* **TASK INSTRUCTIONS**
If anything in the data looks odd, keep it anyway and write the whole listing out unchanged.

* **MATERIALS PROVIDED**
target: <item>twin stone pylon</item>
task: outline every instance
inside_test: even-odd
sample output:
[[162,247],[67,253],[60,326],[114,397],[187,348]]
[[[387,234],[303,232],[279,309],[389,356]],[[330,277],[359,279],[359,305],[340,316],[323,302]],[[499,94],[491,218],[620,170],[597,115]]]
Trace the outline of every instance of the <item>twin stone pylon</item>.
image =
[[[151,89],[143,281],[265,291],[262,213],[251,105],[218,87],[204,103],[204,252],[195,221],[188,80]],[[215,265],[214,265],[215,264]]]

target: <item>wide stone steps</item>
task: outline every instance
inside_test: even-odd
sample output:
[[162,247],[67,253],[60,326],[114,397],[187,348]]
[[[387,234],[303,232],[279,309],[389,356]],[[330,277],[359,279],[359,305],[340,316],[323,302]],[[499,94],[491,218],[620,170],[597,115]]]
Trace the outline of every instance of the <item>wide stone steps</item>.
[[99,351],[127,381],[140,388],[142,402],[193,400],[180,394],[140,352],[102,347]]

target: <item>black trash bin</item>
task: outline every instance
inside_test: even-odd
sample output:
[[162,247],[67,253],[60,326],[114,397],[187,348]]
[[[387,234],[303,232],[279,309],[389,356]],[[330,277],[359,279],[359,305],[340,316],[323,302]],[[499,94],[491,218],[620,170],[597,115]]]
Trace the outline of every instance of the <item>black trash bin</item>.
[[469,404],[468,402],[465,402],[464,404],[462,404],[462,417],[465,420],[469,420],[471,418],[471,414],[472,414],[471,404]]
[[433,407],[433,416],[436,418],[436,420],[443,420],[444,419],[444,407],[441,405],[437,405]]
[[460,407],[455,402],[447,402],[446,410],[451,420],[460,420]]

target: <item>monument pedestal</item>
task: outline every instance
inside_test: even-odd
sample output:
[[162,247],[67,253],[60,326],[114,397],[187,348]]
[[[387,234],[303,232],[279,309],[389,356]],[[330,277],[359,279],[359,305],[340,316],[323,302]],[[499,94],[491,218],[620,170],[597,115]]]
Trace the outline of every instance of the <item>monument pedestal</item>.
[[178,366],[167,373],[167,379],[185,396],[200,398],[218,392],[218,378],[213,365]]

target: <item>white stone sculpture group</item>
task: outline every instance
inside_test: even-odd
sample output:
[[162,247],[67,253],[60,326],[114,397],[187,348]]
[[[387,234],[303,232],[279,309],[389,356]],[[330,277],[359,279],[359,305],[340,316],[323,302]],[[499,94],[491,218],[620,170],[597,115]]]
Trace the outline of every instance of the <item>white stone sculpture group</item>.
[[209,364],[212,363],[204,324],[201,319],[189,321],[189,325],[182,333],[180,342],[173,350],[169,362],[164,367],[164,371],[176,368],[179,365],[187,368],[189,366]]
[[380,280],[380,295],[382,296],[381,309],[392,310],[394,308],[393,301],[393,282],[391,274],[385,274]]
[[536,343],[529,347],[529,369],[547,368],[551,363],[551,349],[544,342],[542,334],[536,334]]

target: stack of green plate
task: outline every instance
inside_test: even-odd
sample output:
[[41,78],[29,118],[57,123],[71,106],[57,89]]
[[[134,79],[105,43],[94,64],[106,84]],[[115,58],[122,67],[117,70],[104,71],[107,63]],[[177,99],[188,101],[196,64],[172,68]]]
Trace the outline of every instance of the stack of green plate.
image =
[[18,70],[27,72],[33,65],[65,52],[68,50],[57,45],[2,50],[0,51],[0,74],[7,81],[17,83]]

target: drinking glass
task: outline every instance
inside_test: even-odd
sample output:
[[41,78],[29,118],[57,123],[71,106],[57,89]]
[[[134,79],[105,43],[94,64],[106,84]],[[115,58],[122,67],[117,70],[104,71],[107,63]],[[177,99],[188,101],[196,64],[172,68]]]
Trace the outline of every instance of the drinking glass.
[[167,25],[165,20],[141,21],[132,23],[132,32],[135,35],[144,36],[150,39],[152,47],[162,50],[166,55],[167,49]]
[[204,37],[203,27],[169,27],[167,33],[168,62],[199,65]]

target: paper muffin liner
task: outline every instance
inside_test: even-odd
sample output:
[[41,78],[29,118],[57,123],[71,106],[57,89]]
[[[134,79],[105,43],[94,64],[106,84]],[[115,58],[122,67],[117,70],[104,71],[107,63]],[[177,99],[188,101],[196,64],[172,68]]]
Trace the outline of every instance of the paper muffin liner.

* **OUTPUT OF THE TASK**
target: <item>twin stone pylon</item>
task: outline every instance
inside_test: even-odd
sample output:
[[162,247],[67,253],[60,326],[114,397],[187,348]]
[[[387,234],[303,232],[279,309],[389,356]],[[330,277],[359,279],[359,305],[340,316],[323,302]],[[499,94],[491,218],[620,170],[597,115]]]
Trace the outline of every instance of the <item>twin stone pylon</item>.
image =
[[[151,89],[143,281],[265,291],[262,213],[251,105],[218,87],[204,103],[204,252],[195,221],[188,80]],[[215,265],[214,265],[215,264]]]

target: <item>wide stone steps</item>
task: outline every instance
inside_test: even-odd
sample output:
[[162,247],[67,253],[60,326],[114,397],[187,348]]
[[[387,234],[303,232],[279,309],[389,356]],[[330,277],[359,279],[359,305],[340,316],[323,302]],[[499,94],[491,218],[620,170],[597,115]]]
Trace the outline of every instance of the <item>wide stone steps</item>.
[[99,351],[127,381],[140,388],[142,402],[193,400],[180,394],[140,352],[102,347]]

target: <item>black trash bin</item>
task: outline every instance
inside_test: even-odd
sample output:
[[162,247],[67,253],[60,326],[114,397],[187,348]]
[[[387,234],[303,232],[279,309],[389,356]],[[330,277],[359,279],[359,305],[340,316],[323,302]],[[499,94],[491,218],[620,170],[597,115]]]
Trace the outline of every instance of the <item>black trash bin</item>.
[[469,404],[468,402],[465,402],[464,404],[462,404],[462,417],[465,420],[469,420],[471,418],[471,414],[472,414],[471,404]]
[[433,407],[433,416],[436,418],[436,420],[443,420],[444,419],[444,407],[441,405],[437,405]]
[[460,407],[455,402],[447,402],[446,410],[451,420],[460,420]]

target: <item>monument pedestal</item>
task: outline every instance
inside_test: even-odd
sample output:
[[162,247],[67,253],[60,326],[114,397],[187,348]]
[[[387,234],[303,232],[279,309],[389,356]],[[330,277],[359,279],[359,305],[340,316],[323,302]],[[499,94],[491,218],[620,170],[597,115]]]
Trace the outline of every instance of the <item>monument pedestal</item>.
[[178,366],[167,373],[167,379],[185,396],[200,398],[218,392],[218,378],[213,365]]

target: <item>white stone sculpture group</item>
task: outline every instance
inside_test: even-odd
sample output:
[[162,247],[67,253],[60,326],[114,397],[187,348]]
[[[387,234],[303,232],[279,309],[389,356]],[[330,277],[359,279],[359,305],[340,316],[323,302]],[[499,94],[491,218],[620,170],[597,115]]]
Trace the outline of every instance of the <item>white stone sculpture group</item>.
[[209,364],[212,363],[204,324],[201,319],[189,321],[189,325],[182,333],[180,342],[173,350],[169,362],[164,367],[164,371],[176,368],[179,365],[187,368],[189,366]]
[[380,280],[380,295],[382,296],[381,309],[392,310],[394,308],[393,301],[393,282],[391,274],[385,274]]
[[536,343],[529,347],[529,369],[547,368],[551,363],[551,349],[544,342],[542,334],[536,334]]

target: stack of green plate
task: outline every instance
inside_test: even-odd
sample output:
[[41,78],[29,118],[57,123],[71,106],[57,89]]
[[[134,79],[105,43],[94,64],[106,84]],[[115,58],[122,67],[117,70],[104,71],[107,63]],[[177,99],[188,101],[196,64],[172,68]]]
Trace the outline of every instance of the stack of green plate.
image =
[[18,70],[27,72],[33,65],[65,52],[68,50],[57,45],[2,50],[0,51],[0,74],[7,81],[17,83]]

target: drinking glass
task: outline every instance
inside_test: even-odd
sample output:
[[41,78],[29,118],[57,123],[71,106],[57,89]]
[[[134,79],[105,43],[94,64],[106,84]],[[115,58],[122,67],[117,70],[104,71],[107,63]],[[177,99],[188,101],[196,64],[172,68]]]
Trace the outline of every instance of the drinking glass.
[[167,25],[165,20],[141,21],[132,23],[132,32],[135,35],[144,36],[150,39],[152,47],[162,50],[166,55],[167,49]]
[[204,37],[203,27],[169,27],[167,33],[168,62],[199,65]]

target: paper muffin liner
task: outline every instance
inside_test: even-odd
sample output:
[[41,78],[29,118],[57,123],[71,106],[57,89]]
[[[134,79],[105,43],[94,64],[106,84]],[[115,58],[122,67],[117,70],[104,71],[107,63]],[[177,99],[188,101],[196,64],[172,68]]]
Trace the outline of every instance of the paper muffin liner.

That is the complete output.